THE EXERCISE
Could you transcribe every record below exactly as written, leaving out any pictures?

* * *

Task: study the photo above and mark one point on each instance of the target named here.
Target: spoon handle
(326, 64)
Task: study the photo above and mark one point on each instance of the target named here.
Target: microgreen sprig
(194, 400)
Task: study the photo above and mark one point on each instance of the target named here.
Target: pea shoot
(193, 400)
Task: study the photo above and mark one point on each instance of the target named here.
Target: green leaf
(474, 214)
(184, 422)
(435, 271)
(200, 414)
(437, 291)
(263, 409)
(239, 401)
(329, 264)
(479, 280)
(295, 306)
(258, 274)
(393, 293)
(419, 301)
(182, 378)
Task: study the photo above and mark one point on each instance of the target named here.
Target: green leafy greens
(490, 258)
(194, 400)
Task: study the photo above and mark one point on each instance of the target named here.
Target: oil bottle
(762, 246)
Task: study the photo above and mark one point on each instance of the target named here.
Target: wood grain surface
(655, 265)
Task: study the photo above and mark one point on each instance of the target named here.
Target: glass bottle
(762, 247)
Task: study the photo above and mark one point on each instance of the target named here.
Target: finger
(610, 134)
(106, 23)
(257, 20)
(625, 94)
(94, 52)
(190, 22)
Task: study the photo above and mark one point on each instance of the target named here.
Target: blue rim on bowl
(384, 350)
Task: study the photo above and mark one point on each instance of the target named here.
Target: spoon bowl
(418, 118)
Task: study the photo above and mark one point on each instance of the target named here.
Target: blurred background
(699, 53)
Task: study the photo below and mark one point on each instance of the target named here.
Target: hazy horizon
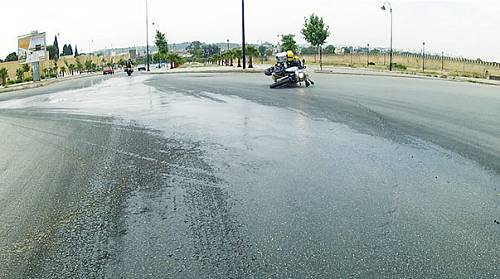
(459, 28)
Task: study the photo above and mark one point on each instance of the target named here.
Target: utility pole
(243, 34)
(147, 37)
(390, 11)
(368, 55)
(423, 57)
(442, 61)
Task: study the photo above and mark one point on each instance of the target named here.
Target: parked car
(108, 71)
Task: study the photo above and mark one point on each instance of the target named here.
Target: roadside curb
(207, 71)
(33, 85)
(384, 74)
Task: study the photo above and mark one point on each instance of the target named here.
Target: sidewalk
(378, 72)
(32, 84)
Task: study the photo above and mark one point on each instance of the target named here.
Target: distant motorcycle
(287, 77)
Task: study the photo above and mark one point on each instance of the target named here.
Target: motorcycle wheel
(280, 83)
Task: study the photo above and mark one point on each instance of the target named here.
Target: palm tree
(251, 53)
(4, 74)
(238, 53)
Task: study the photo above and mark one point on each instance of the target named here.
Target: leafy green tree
(330, 49)
(262, 52)
(11, 57)
(195, 49)
(88, 65)
(252, 52)
(79, 66)
(161, 43)
(56, 48)
(210, 50)
(175, 60)
(66, 63)
(238, 53)
(20, 74)
(4, 74)
(316, 32)
(55, 69)
(26, 68)
(72, 69)
(288, 43)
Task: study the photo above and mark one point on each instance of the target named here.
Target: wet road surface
(217, 176)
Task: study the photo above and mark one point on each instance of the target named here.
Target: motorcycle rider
(293, 60)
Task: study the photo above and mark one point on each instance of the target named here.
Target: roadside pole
(243, 34)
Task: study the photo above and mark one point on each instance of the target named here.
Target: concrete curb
(401, 75)
(32, 85)
(206, 71)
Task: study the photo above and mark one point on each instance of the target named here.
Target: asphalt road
(217, 176)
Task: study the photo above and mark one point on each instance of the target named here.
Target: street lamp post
(243, 34)
(390, 51)
(147, 37)
(368, 55)
(423, 57)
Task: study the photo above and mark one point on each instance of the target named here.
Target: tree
(52, 52)
(161, 43)
(210, 50)
(67, 50)
(56, 48)
(262, 52)
(175, 60)
(55, 69)
(4, 74)
(288, 43)
(251, 53)
(316, 32)
(238, 53)
(195, 49)
(79, 66)
(20, 74)
(72, 69)
(26, 68)
(330, 49)
(11, 57)
(88, 65)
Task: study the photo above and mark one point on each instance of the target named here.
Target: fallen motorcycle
(284, 76)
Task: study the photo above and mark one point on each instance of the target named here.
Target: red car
(108, 71)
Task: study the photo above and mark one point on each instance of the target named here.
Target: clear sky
(458, 27)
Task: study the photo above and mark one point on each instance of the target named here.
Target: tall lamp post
(423, 57)
(243, 34)
(384, 7)
(147, 37)
(367, 55)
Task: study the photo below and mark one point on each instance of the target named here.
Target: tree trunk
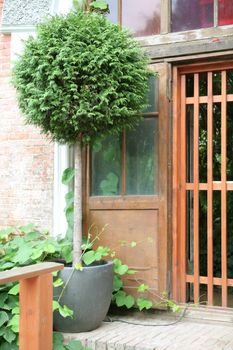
(77, 234)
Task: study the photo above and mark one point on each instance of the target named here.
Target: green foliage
(58, 343)
(19, 247)
(82, 77)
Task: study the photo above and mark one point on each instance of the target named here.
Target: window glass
(141, 151)
(142, 17)
(106, 167)
(225, 12)
(152, 98)
(192, 14)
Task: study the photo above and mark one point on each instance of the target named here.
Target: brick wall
(26, 158)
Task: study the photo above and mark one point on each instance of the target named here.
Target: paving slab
(158, 333)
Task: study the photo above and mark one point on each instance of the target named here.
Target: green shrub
(19, 247)
(81, 77)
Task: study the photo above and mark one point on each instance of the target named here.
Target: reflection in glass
(192, 14)
(217, 141)
(230, 82)
(142, 17)
(225, 12)
(230, 234)
(217, 233)
(141, 158)
(113, 8)
(203, 143)
(106, 167)
(230, 141)
(153, 95)
(189, 230)
(203, 84)
(217, 88)
(189, 143)
(203, 232)
(189, 85)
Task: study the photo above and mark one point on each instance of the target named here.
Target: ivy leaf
(122, 269)
(14, 323)
(67, 253)
(67, 175)
(69, 197)
(120, 298)
(129, 301)
(3, 318)
(65, 311)
(9, 335)
(131, 272)
(55, 305)
(89, 257)
(117, 283)
(14, 290)
(58, 341)
(23, 255)
(3, 297)
(99, 4)
(69, 212)
(79, 267)
(58, 282)
(27, 228)
(143, 288)
(15, 310)
(143, 303)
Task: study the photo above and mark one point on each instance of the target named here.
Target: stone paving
(155, 335)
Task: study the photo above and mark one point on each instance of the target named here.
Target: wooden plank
(163, 135)
(217, 186)
(210, 188)
(204, 99)
(30, 271)
(223, 192)
(123, 165)
(175, 191)
(205, 67)
(120, 203)
(177, 49)
(182, 170)
(196, 189)
(217, 281)
(35, 330)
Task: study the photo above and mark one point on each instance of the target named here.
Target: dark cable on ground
(109, 320)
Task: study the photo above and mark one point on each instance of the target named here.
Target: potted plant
(79, 79)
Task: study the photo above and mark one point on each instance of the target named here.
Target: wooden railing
(35, 298)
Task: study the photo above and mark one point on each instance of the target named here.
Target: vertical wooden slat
(123, 164)
(119, 14)
(35, 329)
(183, 238)
(223, 192)
(175, 192)
(196, 188)
(210, 188)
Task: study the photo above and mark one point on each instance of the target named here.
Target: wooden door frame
(179, 171)
(160, 201)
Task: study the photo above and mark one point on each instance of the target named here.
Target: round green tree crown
(81, 77)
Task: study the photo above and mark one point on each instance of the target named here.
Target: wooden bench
(35, 299)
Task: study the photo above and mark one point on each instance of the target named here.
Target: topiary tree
(81, 78)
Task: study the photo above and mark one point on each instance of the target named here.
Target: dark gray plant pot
(88, 294)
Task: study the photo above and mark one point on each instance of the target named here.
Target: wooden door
(203, 184)
(126, 189)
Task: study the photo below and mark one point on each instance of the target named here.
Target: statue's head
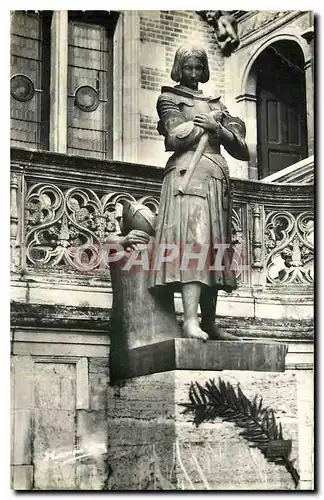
(190, 65)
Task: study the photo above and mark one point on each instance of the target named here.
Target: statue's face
(192, 72)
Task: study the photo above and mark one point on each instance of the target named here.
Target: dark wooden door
(282, 131)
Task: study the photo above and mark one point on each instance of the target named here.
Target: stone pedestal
(152, 445)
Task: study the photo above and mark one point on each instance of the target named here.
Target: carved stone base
(153, 446)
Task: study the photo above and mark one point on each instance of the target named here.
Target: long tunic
(192, 239)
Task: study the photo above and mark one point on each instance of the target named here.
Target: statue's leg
(208, 302)
(190, 293)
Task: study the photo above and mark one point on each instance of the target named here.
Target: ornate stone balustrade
(61, 203)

* * *

EXERCISE OUTPUT
Task: study the photo above and mark one point on each instance of the target named here.
Target: spoon handle
(326, 64)
Task: study the photo above and mark one point on each instance of the target named here.
Target: microgreen sprig
(194, 400)
Task: study the photo above and mark one point on each instance of the target named here.
Target: pea shoot
(193, 400)
Task: study the photo above and mark one point on each instance of the target named here.
Target: green leaf
(474, 214)
(184, 422)
(435, 271)
(200, 414)
(437, 291)
(263, 409)
(239, 401)
(329, 264)
(479, 280)
(295, 306)
(258, 274)
(393, 293)
(419, 301)
(182, 378)
Task: study the photo above and mark one point on each instance of the target named here.
Target: green leafy greens
(490, 258)
(194, 400)
Task: study the photo above and mark one point on each instance of the target named here.
Target: oil bottle
(762, 246)
Task: study the photo above and mark one point on each instance of the target named here.
Target: wood grain surface
(655, 265)
Task: study the photo above and mark one point on each instance of the target named here.
Target: glass bottle
(762, 247)
Task: study the photo above and mark one point on each instance of the target named here.
Target: finger
(610, 134)
(106, 23)
(257, 20)
(625, 94)
(94, 52)
(190, 22)
Task: study the photo above and mark one point on each instance of the target named here.
Target: blue rim on bowl
(384, 350)
Task: study the photo above and mark one point on each instance of the target named here.
Target: spoon bowl
(418, 118)
Task: study the photo above and mark one point on each instance of the target named here.
Target: blurred background
(699, 53)
Task: study the photo below and mark one point on each instance of the target named here.
Target: hazy horizon
(459, 28)
Task: study the photo above and mark one point on each instance of the target named here.
Target: utility pole
(243, 34)
(147, 37)
(390, 11)
(368, 55)
(423, 57)
(442, 61)
Task: study the photo above and mark one point on each instance of the target named here.
Target: parked car
(108, 71)
Task: study the photo above and mark one point on each instance of the target named here.
Target: roadside curb
(207, 71)
(33, 85)
(384, 74)
Task: study the photo above and mark one point on each instance of the target named here.
Target: sidewalk
(378, 72)
(32, 84)
Task: study the photo above and mark one point on each instance of the target named here.
Target: distant motorcycle
(287, 77)
Task: study the photo above and mark one point on each instance of the target named here.
Target: motorcycle wheel
(280, 83)
Task: study the photo above and mark one point on each instance of the target named here.
Target: palm tree
(251, 53)
(4, 74)
(238, 53)
Task: study the photo above and mark one point on each instance of the target named here.
Target: leafy green tree
(330, 49)
(262, 52)
(11, 57)
(195, 49)
(88, 65)
(252, 52)
(79, 66)
(161, 43)
(56, 48)
(210, 50)
(175, 60)
(66, 63)
(238, 53)
(20, 74)
(4, 74)
(316, 32)
(55, 69)
(26, 68)
(72, 69)
(288, 43)
Task: study the photo above and mark one point on each instance of the target named here.
Target: wet road surface
(217, 176)
Task: study the photo above and mark one point on each instance of the target named here.
Target: motorcycle rider
(293, 60)
Task: study the photo above and mark one point on each instance of the target named here.
Target: roadside pole
(243, 34)
Task: study the photo above and mark one point on each instance of the target named here.
Target: concrete curb
(401, 75)
(32, 85)
(206, 71)
Task: study the photo above and mark one point on each instance of the target named here.
Target: asphalt road
(217, 176)
Task: study the photo above and mark one point on each instance of the target named here.
Target: street lamp post
(243, 34)
(390, 51)
(147, 37)
(368, 55)
(423, 57)
Task: study the photo above and mark one point on each instance of the target named here.
Target: tree
(52, 52)
(161, 43)
(210, 50)
(67, 50)
(56, 48)
(262, 52)
(175, 60)
(55, 69)
(4, 74)
(288, 43)
(251, 53)
(316, 32)
(238, 53)
(195, 49)
(79, 66)
(20, 74)
(72, 69)
(26, 68)
(330, 49)
(11, 57)
(88, 65)
Task: study the photo above and mark one point on each instance of the target named here.
Target: fallen motorcycle
(284, 76)
Task: study the photo above and mark one point on each instance of the target named here.
Target: red car
(108, 71)
Task: study the photo above and mark one point on each instance of the target named here.
Target: clear sky
(458, 27)
Task: study the photo above and mark one point on each instance of the target named here.
Target: tall lamp post
(423, 57)
(243, 34)
(384, 7)
(147, 37)
(367, 55)
Task: study the photo below and mark one point on each instance of the target named here.
Target: tree trunk
(77, 234)
Task: study the photo above and mark one point on each instance of the target named here.
Target: green foliage
(58, 343)
(19, 247)
(82, 77)
Task: study the photo above and mark one point on each instance of the target named here.
Target: window glass
(141, 151)
(142, 17)
(106, 167)
(225, 12)
(152, 98)
(192, 14)
Task: study the photo above and mark one point on each instance of the target named here.
Target: brick wall
(26, 158)
Task: study the photo above and mark one point on each instance of the target named here.
Target: paving slab
(158, 333)
Task: study the photo above and mark one point on each instance of the target named here.
Target: green shrub
(19, 247)
(81, 77)
Task: study the photo above and mark one point on each instance of the target named here.
Target: reflection in glass
(192, 14)
(217, 141)
(230, 82)
(142, 17)
(225, 12)
(230, 234)
(217, 233)
(141, 158)
(113, 8)
(203, 143)
(106, 167)
(230, 141)
(153, 95)
(189, 230)
(203, 84)
(217, 88)
(189, 143)
(203, 232)
(189, 85)
Task: study the photo above and mark one point on each instance of the target named here.
Target: ivy leaf
(122, 269)
(14, 323)
(67, 253)
(67, 175)
(69, 197)
(120, 298)
(129, 301)
(3, 318)
(65, 311)
(9, 335)
(131, 272)
(55, 305)
(89, 257)
(117, 283)
(14, 290)
(58, 341)
(23, 255)
(3, 297)
(99, 4)
(69, 212)
(79, 267)
(58, 282)
(27, 228)
(143, 288)
(15, 310)
(143, 303)
Task: study the photo above and mark one point on each instance of the target named here.
Target: stone paving
(155, 335)
Task: study the photo above and mark one point on each instance of the target named here.
Target: wooden plank
(163, 135)
(217, 186)
(210, 188)
(204, 99)
(30, 271)
(223, 192)
(123, 165)
(175, 191)
(205, 67)
(120, 203)
(177, 49)
(182, 170)
(196, 189)
(217, 281)
(35, 330)
Task: study the photo above and mark one point on each instance of the target named here.
Target: dark cable on ground
(109, 320)
Task: study the photo above and mark one point on each instance of the target named here.
Target: potted plant
(79, 79)
Task: study the photo above and mark one point on each instance of the target named here.
Target: wooden railing
(35, 298)
Task: study the photo above and mark one point on each instance of the target named here.
Target: vertical wooden slat
(123, 164)
(119, 14)
(35, 329)
(183, 238)
(223, 192)
(175, 192)
(196, 188)
(210, 188)
Task: study the photo above and mark one point on each instance of the target named here.
Target: wooden door frame
(179, 171)
(160, 201)
Task: study the photo above and mark one point on each instance of the target named here.
Target: round green tree crown
(81, 77)
Task: study the photo above and mark one point on each instance of the target named here.
Target: wooden bench
(35, 299)
Task: study the photo above and mark one point on each instance of the target named here.
Target: topiary tree
(81, 78)
Task: study the photo above and mark one point on each instance of the target named here.
Target: dark gray plant pot
(88, 294)
Task: study the photo above and mark one point on each instance of the target named here.
Target: wooden door
(203, 184)
(126, 189)
Task: study the photo below and mark one point on each instance of the target named here.
Target: statue's head
(190, 65)
Task: study the photo above and mark one point on each instance of the target named here.
Target: statue's face
(192, 72)
Task: study the photo above and mark one point on each instance of the target named here.
Target: dark wooden door
(282, 131)
Task: study the photo above and mark one point on each instance of the target named here.
Target: stone pedestal
(152, 445)
Task: study the photo above and mark one point on each instance of the target named here.
Target: carved stone base
(153, 446)
Task: study the photo above and mark one point on each instance of the target named here.
Target: long tunic
(192, 239)
Task: study the photo above and mark one point on each instance of the target named here.
Target: statue's leg
(208, 302)
(190, 293)
Task: study the photo above and mark one point on each instance of the target named here.
Target: ornate stone balustrade
(61, 203)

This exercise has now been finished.